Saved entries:
____

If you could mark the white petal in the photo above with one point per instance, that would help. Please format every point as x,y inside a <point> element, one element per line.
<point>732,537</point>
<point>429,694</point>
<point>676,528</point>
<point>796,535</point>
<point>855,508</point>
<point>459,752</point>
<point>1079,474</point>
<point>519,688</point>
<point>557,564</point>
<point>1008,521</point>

____

* WORK INSTRUCTION *
Write the entries out once more, exactly as given.

* YOUR RESPONSE *
If you could mark the white petal in the photo above with one point per instance, that would help. Please format every point as x,y inside a <point> element, one element per line.
<point>732,537</point>
<point>429,694</point>
<point>676,528</point>
<point>796,535</point>
<point>855,508</point>
<point>459,752</point>
<point>1079,474</point>
<point>519,688</point>
<point>557,564</point>
<point>1008,521</point>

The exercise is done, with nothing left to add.